## BEGIN DATA EXTRACT
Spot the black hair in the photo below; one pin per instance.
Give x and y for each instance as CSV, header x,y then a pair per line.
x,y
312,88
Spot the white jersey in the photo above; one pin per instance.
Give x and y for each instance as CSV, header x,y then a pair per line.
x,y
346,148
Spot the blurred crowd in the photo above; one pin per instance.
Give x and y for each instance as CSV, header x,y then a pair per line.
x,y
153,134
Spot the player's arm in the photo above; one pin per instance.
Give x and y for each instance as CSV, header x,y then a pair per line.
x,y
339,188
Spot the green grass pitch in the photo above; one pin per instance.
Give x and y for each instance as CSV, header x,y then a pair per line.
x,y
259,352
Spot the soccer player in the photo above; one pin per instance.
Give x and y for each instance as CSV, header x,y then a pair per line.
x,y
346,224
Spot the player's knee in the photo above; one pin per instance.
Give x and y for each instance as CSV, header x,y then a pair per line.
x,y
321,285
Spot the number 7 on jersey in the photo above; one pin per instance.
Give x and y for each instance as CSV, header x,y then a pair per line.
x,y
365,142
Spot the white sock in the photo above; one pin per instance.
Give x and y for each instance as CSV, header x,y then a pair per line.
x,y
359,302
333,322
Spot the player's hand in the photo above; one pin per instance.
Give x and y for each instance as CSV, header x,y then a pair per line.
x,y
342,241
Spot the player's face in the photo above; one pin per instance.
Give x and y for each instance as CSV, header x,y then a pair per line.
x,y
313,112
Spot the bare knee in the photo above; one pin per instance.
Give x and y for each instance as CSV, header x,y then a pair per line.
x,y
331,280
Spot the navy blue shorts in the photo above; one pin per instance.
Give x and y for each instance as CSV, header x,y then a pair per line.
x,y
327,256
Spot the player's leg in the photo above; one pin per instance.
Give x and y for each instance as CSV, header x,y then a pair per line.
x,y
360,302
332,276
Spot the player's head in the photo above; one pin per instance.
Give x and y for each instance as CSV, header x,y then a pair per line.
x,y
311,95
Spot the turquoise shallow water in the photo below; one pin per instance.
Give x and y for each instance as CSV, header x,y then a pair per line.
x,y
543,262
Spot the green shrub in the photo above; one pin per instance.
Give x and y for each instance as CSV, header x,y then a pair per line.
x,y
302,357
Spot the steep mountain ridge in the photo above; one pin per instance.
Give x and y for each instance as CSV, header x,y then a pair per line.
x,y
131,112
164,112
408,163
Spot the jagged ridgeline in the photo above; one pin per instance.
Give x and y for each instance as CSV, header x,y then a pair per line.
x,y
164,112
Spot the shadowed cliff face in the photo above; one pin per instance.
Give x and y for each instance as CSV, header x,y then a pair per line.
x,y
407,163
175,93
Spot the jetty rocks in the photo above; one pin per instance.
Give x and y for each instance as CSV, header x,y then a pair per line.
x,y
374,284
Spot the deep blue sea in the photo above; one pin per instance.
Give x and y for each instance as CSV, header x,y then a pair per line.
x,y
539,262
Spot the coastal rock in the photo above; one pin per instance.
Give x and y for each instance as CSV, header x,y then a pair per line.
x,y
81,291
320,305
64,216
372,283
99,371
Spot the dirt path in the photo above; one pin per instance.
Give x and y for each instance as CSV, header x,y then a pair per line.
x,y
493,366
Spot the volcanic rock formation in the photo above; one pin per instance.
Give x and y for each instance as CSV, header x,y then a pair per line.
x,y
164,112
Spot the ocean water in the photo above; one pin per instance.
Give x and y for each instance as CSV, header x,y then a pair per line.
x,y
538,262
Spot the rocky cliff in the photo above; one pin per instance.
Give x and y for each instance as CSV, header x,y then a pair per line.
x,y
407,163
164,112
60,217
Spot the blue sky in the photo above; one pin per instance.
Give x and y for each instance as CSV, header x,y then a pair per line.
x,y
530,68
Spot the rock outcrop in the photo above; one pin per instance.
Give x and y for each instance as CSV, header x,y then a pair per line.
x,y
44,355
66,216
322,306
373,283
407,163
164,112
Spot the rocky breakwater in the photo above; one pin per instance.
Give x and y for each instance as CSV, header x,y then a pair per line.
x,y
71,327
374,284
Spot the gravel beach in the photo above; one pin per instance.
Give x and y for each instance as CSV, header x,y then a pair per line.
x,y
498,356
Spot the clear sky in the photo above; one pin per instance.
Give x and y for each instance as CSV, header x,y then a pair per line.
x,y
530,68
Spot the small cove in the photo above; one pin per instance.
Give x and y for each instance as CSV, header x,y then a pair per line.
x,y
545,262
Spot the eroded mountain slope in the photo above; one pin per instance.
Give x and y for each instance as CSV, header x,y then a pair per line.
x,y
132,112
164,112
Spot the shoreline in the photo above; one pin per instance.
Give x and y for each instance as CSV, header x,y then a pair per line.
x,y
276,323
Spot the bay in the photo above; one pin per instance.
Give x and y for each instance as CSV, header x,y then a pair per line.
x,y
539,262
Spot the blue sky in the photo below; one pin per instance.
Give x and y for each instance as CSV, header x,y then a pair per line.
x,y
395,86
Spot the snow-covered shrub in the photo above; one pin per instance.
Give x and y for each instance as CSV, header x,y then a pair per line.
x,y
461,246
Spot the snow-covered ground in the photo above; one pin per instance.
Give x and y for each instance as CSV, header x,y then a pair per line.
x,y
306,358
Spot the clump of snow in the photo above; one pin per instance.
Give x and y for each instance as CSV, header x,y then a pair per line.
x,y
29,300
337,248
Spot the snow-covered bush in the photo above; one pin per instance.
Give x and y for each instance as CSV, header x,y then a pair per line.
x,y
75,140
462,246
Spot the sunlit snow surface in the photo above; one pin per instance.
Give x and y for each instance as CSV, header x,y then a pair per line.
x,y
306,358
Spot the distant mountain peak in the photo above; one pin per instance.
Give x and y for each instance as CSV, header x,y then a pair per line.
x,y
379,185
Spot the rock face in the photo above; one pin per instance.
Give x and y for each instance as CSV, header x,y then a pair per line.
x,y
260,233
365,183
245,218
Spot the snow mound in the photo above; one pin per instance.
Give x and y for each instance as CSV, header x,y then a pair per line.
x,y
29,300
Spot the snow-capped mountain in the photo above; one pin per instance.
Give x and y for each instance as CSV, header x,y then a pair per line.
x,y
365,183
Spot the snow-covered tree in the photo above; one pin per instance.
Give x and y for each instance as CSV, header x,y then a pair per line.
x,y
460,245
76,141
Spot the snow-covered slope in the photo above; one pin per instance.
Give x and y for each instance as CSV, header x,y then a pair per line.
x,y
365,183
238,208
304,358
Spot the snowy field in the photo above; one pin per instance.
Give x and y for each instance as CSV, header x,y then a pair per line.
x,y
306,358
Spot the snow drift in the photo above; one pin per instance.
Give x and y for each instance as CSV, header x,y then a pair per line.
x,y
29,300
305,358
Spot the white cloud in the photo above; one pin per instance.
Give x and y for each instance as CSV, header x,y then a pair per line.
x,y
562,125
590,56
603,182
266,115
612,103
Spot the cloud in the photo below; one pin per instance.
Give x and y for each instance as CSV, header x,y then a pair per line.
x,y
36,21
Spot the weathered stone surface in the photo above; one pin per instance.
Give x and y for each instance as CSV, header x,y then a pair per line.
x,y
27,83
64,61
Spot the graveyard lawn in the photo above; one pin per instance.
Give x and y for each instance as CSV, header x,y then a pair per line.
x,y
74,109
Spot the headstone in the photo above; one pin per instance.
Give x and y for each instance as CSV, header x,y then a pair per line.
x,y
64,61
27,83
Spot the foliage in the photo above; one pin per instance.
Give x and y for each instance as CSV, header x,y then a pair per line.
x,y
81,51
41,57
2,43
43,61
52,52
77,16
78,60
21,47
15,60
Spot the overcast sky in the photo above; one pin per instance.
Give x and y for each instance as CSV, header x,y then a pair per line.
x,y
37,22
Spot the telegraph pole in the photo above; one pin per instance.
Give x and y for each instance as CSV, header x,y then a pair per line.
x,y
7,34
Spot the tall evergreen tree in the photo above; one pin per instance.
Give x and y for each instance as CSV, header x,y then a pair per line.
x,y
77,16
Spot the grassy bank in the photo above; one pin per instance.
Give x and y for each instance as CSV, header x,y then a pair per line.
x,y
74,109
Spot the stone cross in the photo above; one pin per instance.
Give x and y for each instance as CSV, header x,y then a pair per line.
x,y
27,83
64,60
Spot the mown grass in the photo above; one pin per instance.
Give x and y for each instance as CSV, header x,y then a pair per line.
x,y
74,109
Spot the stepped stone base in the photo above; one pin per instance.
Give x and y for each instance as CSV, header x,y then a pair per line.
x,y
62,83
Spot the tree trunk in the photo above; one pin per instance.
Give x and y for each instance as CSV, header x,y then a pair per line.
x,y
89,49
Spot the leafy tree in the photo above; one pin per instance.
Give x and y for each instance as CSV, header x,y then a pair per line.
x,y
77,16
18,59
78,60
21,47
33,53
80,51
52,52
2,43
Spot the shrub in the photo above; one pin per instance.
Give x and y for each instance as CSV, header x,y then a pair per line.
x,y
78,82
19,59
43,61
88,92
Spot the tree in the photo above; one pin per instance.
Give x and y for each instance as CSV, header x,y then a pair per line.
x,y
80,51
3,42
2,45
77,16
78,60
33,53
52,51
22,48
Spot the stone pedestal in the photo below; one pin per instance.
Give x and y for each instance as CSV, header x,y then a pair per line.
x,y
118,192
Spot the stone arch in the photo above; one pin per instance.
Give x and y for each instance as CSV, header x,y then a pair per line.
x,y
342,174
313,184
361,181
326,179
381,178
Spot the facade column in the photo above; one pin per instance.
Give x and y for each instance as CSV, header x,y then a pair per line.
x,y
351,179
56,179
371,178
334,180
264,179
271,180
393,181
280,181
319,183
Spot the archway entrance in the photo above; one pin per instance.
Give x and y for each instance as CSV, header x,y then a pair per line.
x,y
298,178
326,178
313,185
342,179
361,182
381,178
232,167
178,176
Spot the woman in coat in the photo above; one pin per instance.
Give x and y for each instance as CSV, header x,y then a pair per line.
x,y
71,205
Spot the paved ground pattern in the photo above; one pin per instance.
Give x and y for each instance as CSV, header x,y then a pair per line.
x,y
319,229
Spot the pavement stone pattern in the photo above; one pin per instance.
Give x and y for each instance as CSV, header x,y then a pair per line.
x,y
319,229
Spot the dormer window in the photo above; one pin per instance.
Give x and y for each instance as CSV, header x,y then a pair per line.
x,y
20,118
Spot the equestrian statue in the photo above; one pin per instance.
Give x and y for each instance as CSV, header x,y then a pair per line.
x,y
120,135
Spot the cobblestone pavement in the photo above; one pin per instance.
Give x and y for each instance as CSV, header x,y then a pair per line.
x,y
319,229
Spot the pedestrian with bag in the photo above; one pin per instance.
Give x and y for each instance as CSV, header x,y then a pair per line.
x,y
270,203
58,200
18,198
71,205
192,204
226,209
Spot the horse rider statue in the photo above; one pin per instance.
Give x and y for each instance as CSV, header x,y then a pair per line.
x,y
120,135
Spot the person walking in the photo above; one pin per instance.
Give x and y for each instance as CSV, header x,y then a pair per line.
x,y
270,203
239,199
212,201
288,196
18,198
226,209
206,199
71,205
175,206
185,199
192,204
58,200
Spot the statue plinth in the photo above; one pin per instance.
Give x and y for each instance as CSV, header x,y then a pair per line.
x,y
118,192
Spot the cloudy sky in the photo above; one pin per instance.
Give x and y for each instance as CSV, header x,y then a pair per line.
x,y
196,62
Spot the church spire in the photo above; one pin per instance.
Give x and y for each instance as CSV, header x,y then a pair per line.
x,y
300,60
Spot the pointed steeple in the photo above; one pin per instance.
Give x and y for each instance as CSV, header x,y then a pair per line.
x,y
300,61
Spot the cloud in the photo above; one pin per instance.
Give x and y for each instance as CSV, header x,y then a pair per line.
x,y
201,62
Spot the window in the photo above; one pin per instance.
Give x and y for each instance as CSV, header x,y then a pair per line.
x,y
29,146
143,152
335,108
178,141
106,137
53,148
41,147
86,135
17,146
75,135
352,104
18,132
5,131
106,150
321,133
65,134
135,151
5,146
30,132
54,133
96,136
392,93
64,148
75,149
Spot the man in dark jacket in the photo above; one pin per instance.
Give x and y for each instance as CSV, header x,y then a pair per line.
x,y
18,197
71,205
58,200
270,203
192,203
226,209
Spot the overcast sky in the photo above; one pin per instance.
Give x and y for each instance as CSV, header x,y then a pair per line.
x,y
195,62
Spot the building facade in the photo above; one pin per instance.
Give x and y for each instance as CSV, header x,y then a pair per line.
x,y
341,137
## END DATA EXTRACT
From the "Spot the church" line to the close of the listing, restate each line word for word.

## TASK RESPONSE
Spot the church spire in the photo above; one pin per instance.
Give x and y for each instance as CSV, header x,y then a pair per line.
x,y
300,60
Spot the pointed steeple in the photo above; one pin per instance.
Give x and y for each instance as CSV, header x,y then a pair per line.
x,y
300,61
Spot the cloud in the photo above; one pin per instance.
Give x and y for each instance as CSV, header x,y then a pair per line.
x,y
201,62
Spot the window in the photo above; one pin per instance.
Give x and y for each instance as CSV, header x,y then a pair per line.
x,y
29,146
143,152
335,108
178,141
106,137
53,148
41,147
86,135
17,146
75,135
352,104
18,132
5,131
106,150
321,133
65,134
135,151
5,146
30,132
54,133
96,136
392,93
64,148
75,149
Spot the man in dark jacket in the photo above; one pin per instance.
Give x and y for each instance as CSV, header x,y then a pair per line.
x,y
18,197
71,205
58,200
270,203
192,203
226,209
Spot the overcast sky in the photo above; one pin per instance.
Give x and y for each instance as CSV, header x,y then a pair per line.
x,y
195,62
Spot the building facade in the photo above; one pin per instance.
Give x and y for each instance as CSV, header x,y then a pair per line.
x,y
341,137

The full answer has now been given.